# WORK ITEM:
Extend the news article on the State Department watchdog's Afghanistan reviews, picking up after its final sentence.

╭─ EXCERPT

The State Department’s watchdog has opened a number of reviews related to the US exit from Afghanistan, according to a letter from the acting inspector general obtained by CNN.
In the letter dated Monday, Diana Shaw told top lawmakers on a number of congressional committees that the Office of Inspector General had notified the State Department last Friday that it was initiating the “oversight projects related to the suspension of operations at U.S. Embassy Kabul, Afghanistan.”
Politico was first to report on the new reviews.
“Specifically, OIG’s work will include reviews of: (1) the Afghanistan Special Immigrant Visa Program; (2) Afghans processed for refugee admission in the United States; (3) resettlement of Afghan refugees and visa recipients; and (4) Embassy Kabul emergency action planning and execution, to include evacuation of U.S. citizens and Afghan nationals,” Shaw wrote.
“Given the elevated interest in this work by Congress and the unique circumstances requiring coordination across the Inspector General community, I wanted to notify our committees of jurisdiction of this important work,” she said in the letter, which was addressed the chairs and ranking members of the House and Senate Foreign Relations, Oversight, Intelligence, and Homeland Security Committees as well as the Appropriations Subcommittees on State, Foreign Operations, and Related Programs.
The State Department watchdog reviews will add to the scrutiny of the rushed exit from Afghanistan, which attracted intense criticism from allies and lawmakers from both parties. Last month, the Air Force inspector general announced a review of the erroneous drone strike on August 29 that killed 10 civilians, including seven children.
Politico was first to report on the new reviews.
Ryan Holden, a spokesperson for OIG, told CNN that the office “notified its committees of jurisdiction today of planned projects in the areas you mention.”
“This work will be conducted in coordination with other members of the IG community,” he said, noting that it “is inaccurate to say that these projects are investigations.”
“We indicated to Congress that these projects will be reviews,” he said.
“We have no additional information to share at this time and Acting IG Shaw is not scheduled to provide a briefing on this work,” Holden said.
Probe will add to scrutiny of rushed exit
Lawmakers of both parties have been highly critical of the Biden administration over its failure to evacuate Special Immigrant Visa (SIV) applicants and other vulnerable Afghans sooner.

╰─
╭─ PROVIDED RECORDS

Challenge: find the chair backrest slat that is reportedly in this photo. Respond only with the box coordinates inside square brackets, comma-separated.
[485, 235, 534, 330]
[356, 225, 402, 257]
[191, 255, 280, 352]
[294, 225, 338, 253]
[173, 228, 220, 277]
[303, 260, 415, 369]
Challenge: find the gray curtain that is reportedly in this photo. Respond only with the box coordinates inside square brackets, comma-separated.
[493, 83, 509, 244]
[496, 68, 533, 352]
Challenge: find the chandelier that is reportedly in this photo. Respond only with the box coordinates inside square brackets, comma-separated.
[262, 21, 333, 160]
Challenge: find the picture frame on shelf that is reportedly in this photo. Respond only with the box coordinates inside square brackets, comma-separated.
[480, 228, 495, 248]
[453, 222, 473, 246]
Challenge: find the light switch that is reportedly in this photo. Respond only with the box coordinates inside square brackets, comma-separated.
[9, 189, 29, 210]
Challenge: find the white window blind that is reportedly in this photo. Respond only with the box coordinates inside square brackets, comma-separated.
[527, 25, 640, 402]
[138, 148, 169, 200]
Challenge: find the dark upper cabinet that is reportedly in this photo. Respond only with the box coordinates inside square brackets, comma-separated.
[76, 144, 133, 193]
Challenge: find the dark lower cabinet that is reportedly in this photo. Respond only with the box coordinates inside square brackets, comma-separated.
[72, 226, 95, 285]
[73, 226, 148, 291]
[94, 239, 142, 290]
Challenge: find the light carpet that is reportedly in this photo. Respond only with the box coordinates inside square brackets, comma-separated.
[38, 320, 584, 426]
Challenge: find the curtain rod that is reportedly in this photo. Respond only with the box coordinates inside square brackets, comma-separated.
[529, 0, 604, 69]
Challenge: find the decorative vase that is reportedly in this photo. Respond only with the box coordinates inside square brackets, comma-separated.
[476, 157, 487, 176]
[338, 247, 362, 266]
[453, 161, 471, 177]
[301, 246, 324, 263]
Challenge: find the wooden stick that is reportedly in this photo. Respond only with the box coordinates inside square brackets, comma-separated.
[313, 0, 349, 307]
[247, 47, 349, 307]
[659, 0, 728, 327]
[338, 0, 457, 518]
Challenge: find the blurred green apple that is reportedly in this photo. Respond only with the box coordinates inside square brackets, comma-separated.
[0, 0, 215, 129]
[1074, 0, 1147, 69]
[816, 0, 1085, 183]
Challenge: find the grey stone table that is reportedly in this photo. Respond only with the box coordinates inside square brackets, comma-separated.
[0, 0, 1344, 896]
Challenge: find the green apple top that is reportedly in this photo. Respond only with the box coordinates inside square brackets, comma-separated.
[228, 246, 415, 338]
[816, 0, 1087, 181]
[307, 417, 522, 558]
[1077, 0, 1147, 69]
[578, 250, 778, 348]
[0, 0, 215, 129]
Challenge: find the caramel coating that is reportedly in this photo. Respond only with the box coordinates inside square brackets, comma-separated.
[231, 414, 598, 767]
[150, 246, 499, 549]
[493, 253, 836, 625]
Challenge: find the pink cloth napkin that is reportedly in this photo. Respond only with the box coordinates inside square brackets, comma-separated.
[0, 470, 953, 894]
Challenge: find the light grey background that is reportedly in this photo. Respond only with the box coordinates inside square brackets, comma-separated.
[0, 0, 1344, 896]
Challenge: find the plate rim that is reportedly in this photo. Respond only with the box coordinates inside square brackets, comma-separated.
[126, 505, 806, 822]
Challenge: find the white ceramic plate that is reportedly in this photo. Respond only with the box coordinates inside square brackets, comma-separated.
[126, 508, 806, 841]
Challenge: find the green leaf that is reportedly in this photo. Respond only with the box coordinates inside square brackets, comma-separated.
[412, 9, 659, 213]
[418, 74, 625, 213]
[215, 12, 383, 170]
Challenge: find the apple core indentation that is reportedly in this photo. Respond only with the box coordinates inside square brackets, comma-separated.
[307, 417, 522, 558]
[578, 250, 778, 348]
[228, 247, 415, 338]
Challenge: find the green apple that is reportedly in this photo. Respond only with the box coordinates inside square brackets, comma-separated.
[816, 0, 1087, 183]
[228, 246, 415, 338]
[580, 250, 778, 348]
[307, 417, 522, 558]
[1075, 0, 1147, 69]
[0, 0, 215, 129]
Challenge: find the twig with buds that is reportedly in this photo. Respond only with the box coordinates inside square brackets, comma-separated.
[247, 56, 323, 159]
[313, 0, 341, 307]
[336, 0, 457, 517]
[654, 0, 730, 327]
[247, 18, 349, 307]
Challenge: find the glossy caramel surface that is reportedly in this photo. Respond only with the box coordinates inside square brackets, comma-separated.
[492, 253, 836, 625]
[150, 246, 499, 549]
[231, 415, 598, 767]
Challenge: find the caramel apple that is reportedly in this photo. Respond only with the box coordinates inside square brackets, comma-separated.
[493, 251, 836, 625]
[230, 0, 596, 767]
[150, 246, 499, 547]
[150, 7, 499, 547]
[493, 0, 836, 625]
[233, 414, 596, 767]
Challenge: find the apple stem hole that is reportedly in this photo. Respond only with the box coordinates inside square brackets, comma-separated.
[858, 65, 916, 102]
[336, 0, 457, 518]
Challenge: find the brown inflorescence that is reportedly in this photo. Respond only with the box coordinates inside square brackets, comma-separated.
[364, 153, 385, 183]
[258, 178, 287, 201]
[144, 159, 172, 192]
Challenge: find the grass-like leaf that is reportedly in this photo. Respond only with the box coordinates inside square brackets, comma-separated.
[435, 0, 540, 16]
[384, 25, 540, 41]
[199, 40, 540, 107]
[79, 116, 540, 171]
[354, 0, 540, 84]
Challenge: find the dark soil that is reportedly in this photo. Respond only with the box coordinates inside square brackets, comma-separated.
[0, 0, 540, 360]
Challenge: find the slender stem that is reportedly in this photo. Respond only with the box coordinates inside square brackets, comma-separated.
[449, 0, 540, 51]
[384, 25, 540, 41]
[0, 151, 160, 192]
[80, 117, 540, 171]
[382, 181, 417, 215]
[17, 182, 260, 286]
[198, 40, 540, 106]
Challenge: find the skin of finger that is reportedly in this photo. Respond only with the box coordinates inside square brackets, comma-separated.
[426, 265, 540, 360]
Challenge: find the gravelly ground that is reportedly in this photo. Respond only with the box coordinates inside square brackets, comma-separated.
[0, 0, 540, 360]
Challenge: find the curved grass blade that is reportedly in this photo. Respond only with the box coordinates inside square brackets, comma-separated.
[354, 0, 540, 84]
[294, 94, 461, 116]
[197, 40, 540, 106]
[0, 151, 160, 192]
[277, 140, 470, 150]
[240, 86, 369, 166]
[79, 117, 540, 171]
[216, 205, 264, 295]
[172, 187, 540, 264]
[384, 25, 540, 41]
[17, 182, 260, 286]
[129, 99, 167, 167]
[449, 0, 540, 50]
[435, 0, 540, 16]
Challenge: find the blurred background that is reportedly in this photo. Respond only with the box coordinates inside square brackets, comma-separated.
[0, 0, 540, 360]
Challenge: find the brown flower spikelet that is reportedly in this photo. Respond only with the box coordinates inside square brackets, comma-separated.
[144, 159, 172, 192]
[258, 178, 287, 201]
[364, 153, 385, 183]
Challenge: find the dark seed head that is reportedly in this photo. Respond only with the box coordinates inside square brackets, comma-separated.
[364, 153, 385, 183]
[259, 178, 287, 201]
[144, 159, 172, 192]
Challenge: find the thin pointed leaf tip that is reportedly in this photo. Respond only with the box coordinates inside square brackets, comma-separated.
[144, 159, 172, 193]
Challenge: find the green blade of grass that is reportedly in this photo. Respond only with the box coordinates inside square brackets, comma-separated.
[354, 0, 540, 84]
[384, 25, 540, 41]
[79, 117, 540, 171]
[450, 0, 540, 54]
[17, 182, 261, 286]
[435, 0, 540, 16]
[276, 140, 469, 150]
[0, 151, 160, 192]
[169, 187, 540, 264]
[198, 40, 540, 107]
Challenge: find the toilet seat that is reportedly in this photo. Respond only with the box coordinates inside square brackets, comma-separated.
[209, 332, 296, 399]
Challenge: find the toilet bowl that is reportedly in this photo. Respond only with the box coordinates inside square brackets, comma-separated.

╰─

# RESULT:
In late August, Secretary of State Antony Blinken defended the administration’s actions on the SIV program in the lead up to the fall of Kabul, but acknowledged that those efforts were not the same as “a full-on evacuation.”
“Because we believed that the government was not about, was not going to collapse, the military was not about to fade away when it did, we believed that we could do this with, in a very expedited way, more resources, more effort, more people out, but that we would have time to do it effectively,” he said on “Fox News Sunday” at the time.
The State Department said that there were 17,000 SIV applicants in the pipeline when President Joe Biden took office.
“No interviews had been done when we came into office for visas for these for these folks going back to March 2020. Now largely that was due to Covid. We restarted the interview process,” Blinken said, also noting a surge in personnel in Washington and Kabul to help process applicants.
“But here’s the rub, and I acknowledge this, there is a difference between moving expeditiously to get this program off the, you know, off the ground, off the dead stall that it was in, and get it moving — by the way we cut processing time in half during this period, and that’s exactly what we were doing. But and we also instituted Operation Allies Refuge to make sure that we could lift people out, which was not part of the program to begin with,” he said. “But there’s a difference between that and a full-on evacuation.”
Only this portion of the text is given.